학습 목표 =
기록의 처음부터 "positive clicks: (428, 366)"가 들어 있는 줄까지를 고쳐 쓰시오. "rough mask" 부분만 "initial mask"라는 표현으로 바꾸고 나머지는 그대로 두시오.

저장된 데이터 항목
· · · · · · ·

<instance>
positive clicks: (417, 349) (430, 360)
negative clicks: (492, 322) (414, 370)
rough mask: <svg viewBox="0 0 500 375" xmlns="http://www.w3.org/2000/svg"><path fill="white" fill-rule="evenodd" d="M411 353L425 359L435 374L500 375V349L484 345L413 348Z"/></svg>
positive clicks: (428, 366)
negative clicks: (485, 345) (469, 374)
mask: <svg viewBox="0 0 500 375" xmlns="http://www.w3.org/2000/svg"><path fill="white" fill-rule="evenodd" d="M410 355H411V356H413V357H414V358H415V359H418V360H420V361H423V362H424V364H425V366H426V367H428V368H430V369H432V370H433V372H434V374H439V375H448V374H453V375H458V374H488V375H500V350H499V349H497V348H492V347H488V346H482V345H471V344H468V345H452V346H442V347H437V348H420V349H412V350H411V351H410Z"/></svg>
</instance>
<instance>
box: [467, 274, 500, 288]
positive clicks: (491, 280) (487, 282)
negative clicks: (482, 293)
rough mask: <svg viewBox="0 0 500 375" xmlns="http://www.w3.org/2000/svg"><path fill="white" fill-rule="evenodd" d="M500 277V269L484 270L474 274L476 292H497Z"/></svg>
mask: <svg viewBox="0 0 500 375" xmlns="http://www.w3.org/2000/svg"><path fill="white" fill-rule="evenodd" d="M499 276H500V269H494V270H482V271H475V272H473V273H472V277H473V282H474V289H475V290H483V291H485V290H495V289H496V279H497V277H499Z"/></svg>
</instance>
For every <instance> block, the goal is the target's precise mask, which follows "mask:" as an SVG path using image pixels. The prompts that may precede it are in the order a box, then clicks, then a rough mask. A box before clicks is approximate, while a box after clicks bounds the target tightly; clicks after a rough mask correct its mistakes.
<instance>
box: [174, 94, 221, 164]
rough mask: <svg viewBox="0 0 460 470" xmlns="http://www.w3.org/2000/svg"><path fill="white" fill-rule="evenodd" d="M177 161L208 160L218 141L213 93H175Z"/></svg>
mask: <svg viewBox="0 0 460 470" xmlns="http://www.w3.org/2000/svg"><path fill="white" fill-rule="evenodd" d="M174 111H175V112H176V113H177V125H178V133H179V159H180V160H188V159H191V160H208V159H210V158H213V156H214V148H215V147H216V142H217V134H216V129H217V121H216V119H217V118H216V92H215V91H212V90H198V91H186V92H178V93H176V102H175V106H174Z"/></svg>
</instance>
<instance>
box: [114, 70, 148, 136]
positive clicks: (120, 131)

· · · · · · ·

연습 결과 =
<instance>
positive clicks: (417, 349) (430, 360)
negative clicks: (492, 322) (414, 370)
initial mask: <svg viewBox="0 0 500 375" xmlns="http://www.w3.org/2000/svg"><path fill="white" fill-rule="evenodd" d="M411 353L425 359L435 374L500 375V349L484 345L413 348Z"/></svg>
positive clicks: (428, 366)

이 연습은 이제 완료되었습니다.